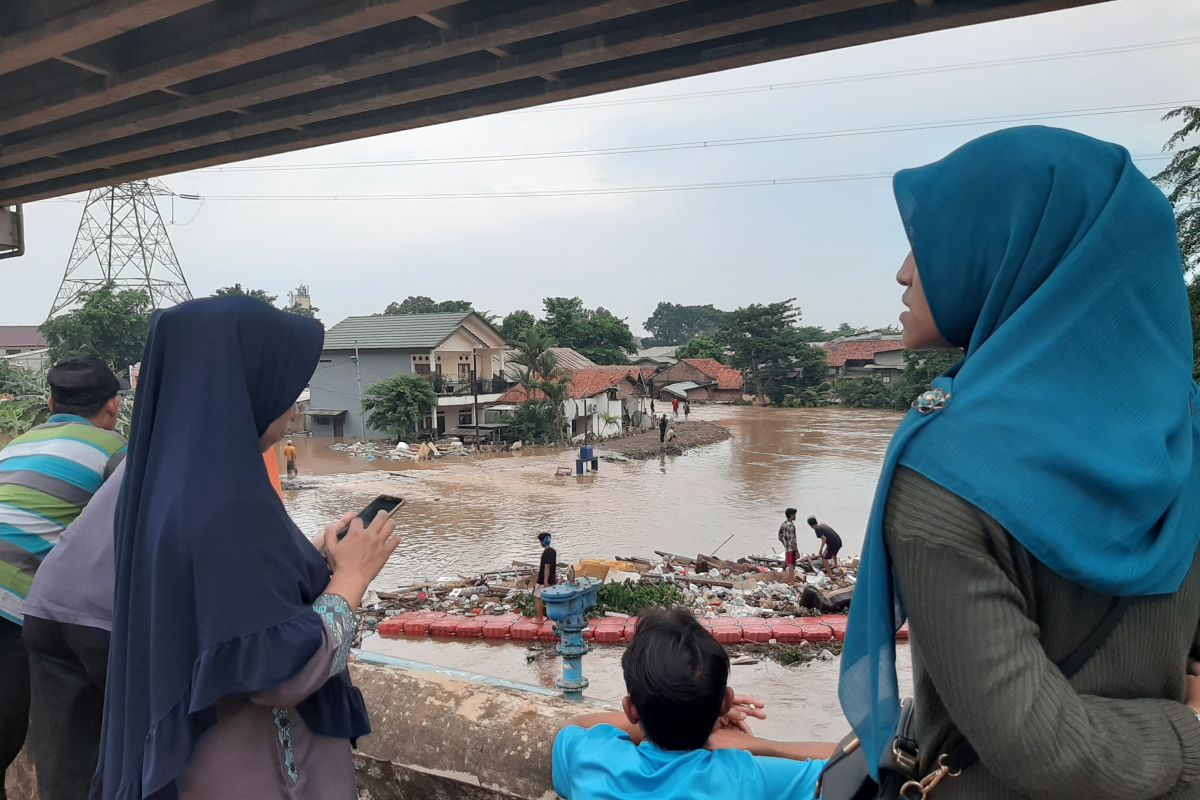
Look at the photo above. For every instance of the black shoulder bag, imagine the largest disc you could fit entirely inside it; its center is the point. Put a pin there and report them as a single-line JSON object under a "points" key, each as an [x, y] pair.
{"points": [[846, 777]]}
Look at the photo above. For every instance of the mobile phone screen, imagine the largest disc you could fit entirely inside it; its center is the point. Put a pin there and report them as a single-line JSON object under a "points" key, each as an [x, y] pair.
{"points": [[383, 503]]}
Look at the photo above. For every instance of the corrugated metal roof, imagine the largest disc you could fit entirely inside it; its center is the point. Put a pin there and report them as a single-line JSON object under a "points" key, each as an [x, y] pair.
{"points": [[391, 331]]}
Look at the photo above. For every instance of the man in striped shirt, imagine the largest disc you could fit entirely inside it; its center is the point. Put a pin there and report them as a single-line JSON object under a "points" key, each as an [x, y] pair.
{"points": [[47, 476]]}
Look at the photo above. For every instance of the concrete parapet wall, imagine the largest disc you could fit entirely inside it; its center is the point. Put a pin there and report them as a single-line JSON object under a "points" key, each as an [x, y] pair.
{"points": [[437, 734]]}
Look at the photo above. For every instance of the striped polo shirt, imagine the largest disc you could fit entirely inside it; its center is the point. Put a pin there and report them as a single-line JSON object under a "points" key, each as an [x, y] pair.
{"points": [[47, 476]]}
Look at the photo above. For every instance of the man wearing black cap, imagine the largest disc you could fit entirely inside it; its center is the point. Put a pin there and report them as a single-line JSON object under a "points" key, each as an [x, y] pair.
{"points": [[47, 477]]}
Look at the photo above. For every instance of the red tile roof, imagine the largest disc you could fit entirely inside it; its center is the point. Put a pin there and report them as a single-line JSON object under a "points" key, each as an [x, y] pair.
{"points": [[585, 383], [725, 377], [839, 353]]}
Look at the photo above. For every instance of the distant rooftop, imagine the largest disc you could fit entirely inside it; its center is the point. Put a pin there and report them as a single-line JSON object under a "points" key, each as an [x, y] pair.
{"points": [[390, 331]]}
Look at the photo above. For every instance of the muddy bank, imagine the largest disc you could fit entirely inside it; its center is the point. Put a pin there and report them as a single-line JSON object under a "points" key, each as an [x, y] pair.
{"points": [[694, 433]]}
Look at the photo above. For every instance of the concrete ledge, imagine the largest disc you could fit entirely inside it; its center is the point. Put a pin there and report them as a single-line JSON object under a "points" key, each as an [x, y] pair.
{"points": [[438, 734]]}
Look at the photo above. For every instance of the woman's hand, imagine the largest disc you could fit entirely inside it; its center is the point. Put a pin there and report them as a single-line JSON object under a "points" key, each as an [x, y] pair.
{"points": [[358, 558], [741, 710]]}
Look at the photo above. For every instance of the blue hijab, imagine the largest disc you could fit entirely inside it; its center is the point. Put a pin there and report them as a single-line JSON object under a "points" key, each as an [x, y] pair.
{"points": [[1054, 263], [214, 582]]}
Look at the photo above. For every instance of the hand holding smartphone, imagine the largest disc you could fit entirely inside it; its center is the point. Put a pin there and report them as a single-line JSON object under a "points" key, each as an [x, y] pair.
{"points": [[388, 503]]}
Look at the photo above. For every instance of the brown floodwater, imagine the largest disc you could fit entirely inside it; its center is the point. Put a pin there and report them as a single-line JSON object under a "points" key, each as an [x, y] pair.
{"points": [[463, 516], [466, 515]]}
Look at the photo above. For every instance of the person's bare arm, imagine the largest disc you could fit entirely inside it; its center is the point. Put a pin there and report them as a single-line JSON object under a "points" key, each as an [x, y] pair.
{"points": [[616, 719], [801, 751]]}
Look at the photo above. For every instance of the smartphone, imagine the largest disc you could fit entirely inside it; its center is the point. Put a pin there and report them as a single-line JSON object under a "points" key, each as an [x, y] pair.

• • • • •

• **Job**:
Return exactly the lines from the line bearing "Look at the photo above. For every instance of the muddy" to the end of the records, inclusive of both; include no other lines.

• **Result for this exercise**:
Look at the photo above. For every instance of the muddy bank, imagine the largest disc you could fit entirely inside it; its center is the point. Put a pin there and report them as a single-line JSON object under a "points" key, each as an [x, y] pair.
{"points": [[694, 433]]}
Look at the photo above. For every instance of the concrete ledge, imagine the largest disc you could fit entirely inside it; its center is the point. Put a pin there and report them as a single-line JSON object under a "points" key, each as an [x, y] pair.
{"points": [[438, 734]]}
Look at the photo above. For every instance of the woman's hand, imagine the largest disc you could fit entirely inside it; its center is the point. Put a pin there and report them as a single-line JSON object under a "points" key, each as an [x, y] pair.
{"points": [[358, 558], [741, 710]]}
Look at the photo above. For every instance of the blue hijab, imagine the largest disc you could fit entirely inside it; its center is the point. Put a pin there and report them as a single-line JSON object under a "points" key, each as an [x, y] pair.
{"points": [[1054, 263], [214, 582]]}
Look at the photo above. For every instance of the hand holding smartphone, imagine the largest disc you could fit entirely inside it; its center is the point. Put a pin there and report them as a single-line JSON object under a "points" key, each as an [x, y] pair.
{"points": [[388, 503]]}
Look at the photo above. For every instance of the brown floodwater, imagine the largest disc you could fit entirely inside it; its center is the point. Put a pin there and report them as a single-line JSON object under a "points" key, each as an [x, y] pair.
{"points": [[463, 516], [466, 515]]}
Look at the photo above. For every instance of the person's bare arm, imagine the largest disc you could fit entirely inside it; its center is the point. Put a pin there and report them as a single-line JSON object under a "points" key, each as an [x, y] pair.
{"points": [[616, 719], [801, 751]]}
Look at the photo above. For every instance of the smartphone, imagine the largest disc you could fit entirely inside it; its center is the point. Put a pin there and report them as a single-line JSON object under a "points" key, each as an [x, y] pair.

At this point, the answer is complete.